INPUT.
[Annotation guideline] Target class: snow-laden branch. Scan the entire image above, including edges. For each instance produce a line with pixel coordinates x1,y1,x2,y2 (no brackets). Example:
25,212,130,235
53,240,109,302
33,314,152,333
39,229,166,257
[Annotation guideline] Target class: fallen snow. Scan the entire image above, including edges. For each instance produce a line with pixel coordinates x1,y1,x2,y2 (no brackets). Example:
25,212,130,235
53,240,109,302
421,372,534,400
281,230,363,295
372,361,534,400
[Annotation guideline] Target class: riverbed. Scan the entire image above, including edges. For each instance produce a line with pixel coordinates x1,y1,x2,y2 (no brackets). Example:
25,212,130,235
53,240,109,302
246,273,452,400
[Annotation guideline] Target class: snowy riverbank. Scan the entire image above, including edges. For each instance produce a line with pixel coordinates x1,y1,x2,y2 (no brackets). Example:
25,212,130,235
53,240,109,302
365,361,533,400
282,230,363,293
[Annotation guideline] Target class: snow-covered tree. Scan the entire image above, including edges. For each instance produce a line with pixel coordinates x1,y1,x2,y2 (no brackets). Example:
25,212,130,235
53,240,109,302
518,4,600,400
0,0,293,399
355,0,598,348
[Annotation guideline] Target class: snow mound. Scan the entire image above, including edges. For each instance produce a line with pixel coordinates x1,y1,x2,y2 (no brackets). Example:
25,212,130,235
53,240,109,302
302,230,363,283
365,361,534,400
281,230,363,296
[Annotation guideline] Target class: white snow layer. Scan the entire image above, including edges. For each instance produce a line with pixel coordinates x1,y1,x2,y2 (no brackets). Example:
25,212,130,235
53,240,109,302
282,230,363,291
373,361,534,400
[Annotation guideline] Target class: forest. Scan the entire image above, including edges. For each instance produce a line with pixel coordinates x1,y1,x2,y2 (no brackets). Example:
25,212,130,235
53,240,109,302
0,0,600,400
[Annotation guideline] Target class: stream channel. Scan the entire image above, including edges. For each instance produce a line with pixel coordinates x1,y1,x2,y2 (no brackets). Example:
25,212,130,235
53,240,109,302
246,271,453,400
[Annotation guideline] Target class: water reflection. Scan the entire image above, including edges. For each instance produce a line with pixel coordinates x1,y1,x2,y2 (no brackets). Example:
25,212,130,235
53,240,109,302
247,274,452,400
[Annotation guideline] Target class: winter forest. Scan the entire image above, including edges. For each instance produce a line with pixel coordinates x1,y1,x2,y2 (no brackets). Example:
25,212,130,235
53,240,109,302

---

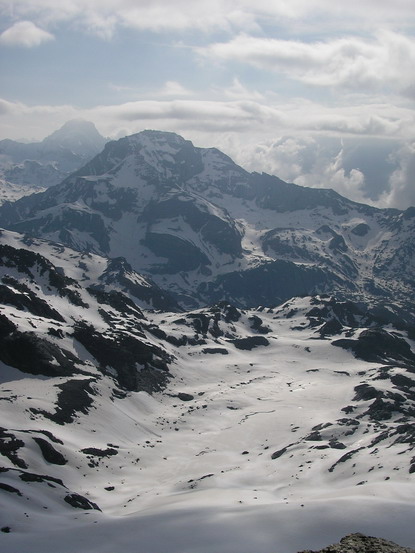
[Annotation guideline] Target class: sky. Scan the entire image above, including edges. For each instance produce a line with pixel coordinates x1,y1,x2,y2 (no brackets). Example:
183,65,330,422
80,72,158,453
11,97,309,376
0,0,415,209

--

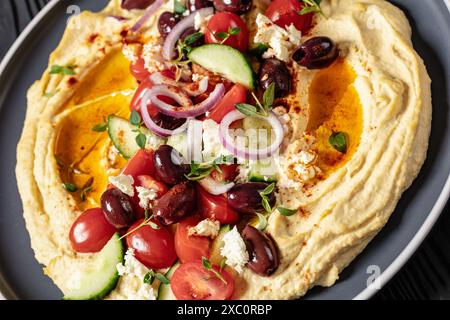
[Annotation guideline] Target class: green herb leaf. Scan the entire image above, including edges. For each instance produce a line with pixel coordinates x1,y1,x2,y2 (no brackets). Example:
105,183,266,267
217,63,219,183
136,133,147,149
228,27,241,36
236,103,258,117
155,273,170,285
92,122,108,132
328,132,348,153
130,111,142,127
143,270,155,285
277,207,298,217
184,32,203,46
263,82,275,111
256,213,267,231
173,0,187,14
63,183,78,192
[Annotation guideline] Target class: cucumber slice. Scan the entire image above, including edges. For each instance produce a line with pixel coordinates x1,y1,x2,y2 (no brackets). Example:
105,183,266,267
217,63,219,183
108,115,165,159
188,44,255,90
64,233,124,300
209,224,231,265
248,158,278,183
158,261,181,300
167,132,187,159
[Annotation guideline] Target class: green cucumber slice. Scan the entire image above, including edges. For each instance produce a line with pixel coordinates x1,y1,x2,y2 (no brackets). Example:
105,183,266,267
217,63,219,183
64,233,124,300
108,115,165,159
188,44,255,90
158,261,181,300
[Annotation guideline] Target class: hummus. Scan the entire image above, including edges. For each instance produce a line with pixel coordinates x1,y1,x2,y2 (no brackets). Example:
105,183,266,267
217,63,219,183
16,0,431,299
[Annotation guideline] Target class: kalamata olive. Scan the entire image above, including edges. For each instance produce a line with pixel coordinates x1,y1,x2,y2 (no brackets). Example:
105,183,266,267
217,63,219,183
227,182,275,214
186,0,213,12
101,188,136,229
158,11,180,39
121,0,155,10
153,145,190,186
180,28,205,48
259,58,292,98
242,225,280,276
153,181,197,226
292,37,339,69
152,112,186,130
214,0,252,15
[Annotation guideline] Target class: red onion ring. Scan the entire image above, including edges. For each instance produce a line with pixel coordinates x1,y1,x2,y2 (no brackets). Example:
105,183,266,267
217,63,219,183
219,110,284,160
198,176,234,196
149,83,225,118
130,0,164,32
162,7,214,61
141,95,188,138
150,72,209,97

EXERCISE GOAL.
Reproduce verbatim the lines of the records above, beginning at the line that contains "[Annotation guideline] Target class: snow mound." and ending after the line that contains "281,230,363,296".

REPLY.
[Annotation guideline] Target class: snow mound. Scan the entire image above, including edges. For each instance produce a line with pixel coordinates x1,y1,x2,y2 (no brackets). Example:
25,212,130,235
53,240,109,302
302,230,363,283
365,361,534,400
281,230,363,296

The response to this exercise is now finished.